__Exercise brief__
Reproduce the data below line for line, without altering anything, but omit the pictures from what you write back.

Object point labels:

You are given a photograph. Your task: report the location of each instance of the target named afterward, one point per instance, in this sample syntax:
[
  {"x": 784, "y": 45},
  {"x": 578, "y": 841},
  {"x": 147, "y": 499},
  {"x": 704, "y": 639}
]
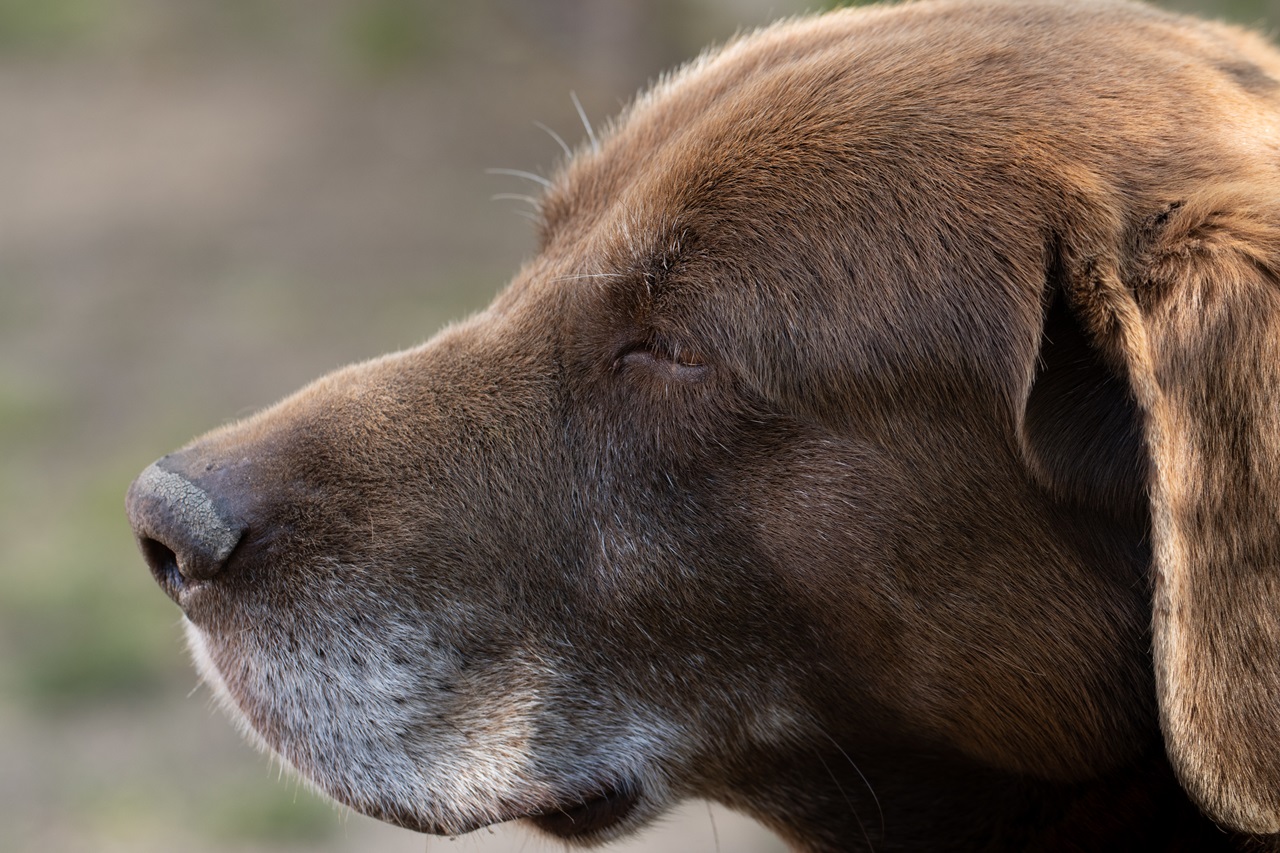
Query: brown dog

__Problem solution__
You are given a photograph. Your task: report the location of each instance of the target named afterward, one point per instance, in this sample syntax:
[
  {"x": 784, "y": 45},
  {"x": 578, "y": 841},
  {"x": 147, "y": 499},
  {"x": 704, "y": 639}
]
Query: brown dog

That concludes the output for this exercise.